_List of tasks:_
1 – In the ChatGPT discussion, condense the paragraph beginning "I gave it the hands" into a shorter version that keeps its main facts.
2 – Reproduce the part of the ChatGPT discussion that opens with the words containing "taking HN comments" and closes with "that for points.".
3 – Resume the forum discussion about what ChatGPT can do, beginning after its final sentence.

Well, it's going to need to rewrite functions to add debug due to not having edit capabilities, but I tried this and it absolutely added debug info which it then used to debug issues:
I don't know quite what's happening but I feel like people constantly say it can't do something and the very first thing I try (just asking it to do the thing) usually works.
I gave it the hands in the problem statement and the expected result, and the explanation as to why (copy pasted). It ran the code, looked at the debug output, identified the problem and rewrote the function. I'm not saying it immediately solved the problem, but it easily added debug information, ran the code, looked at the output and interpreted it.
Same. I have pre-defined "comments", "error handling", "unit tests" and more, and I get it all. Plus if I target an area and ask for revision, i get just that... Tech perps both miss understand "AI" and think they have mastered it by default.
taking HN comments that claim ChatGPT can't do a thing, pasting them into ChatGPT, and then linking the reply where it does the thing, usually doesn't get me any points, in case someone wants to build a bot that does that for points.
Of the few I attempted this year I actually used ChatGPT to help me decipher just what the hell the waffling, rambling, windy, unclear, and ultimately superfluous challenge requirements were.

_Extracted data:_
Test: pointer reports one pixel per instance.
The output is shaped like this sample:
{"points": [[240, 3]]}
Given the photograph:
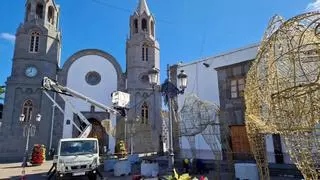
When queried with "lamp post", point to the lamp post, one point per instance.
{"points": [[29, 127], [132, 131], [170, 91]]}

_Written answers:_
1 – The writer pasted in the hands from the problem statement, the expected result, and the explanation of why. ChatGPT ran the code, read the debug output, found the problem, and rewrote the function. It did not solve the problem immediately, but it readily added debug information, ran the code, and interpreted the output.

2 –
taking HN comments that claim ChatGPT can't do a thing, pasting them into ChatGPT, and then linking the reply where it does the thing, usually doesn't get me any points, in case someone wants to build a bot that does that for points.

3 –
I didn’t have the solutions generated by ChatGPT to be clear, I used a prompt along the lines of “take this text and extract it’s requirements and generate bullet points, also make the example inputs and outputs clear”.
I did the same for the previous year too, when ChatGPT hadn’t been out for long.
I find that a lot more enjoyable and less tedious.
While not all people appear to appreciate your comment then I can relate to it. Not everyone enjoys this kind of story and world building and would like to get to the point already.
People (including me) can sometime solve the tasks quicker than others can read them. Just read the sentence above the example, then skim the explanation below and go for it. It's a gamble sometimes, but it's entirely feasible to skip all the story (it often do contain hints, though).
What strikes me about ChatGPT is the blatantly wrong answers it can give. I asked ChatGPT to solve a augmented matrix using gaussian elimination, and it failed in this straightforward task spectacularly.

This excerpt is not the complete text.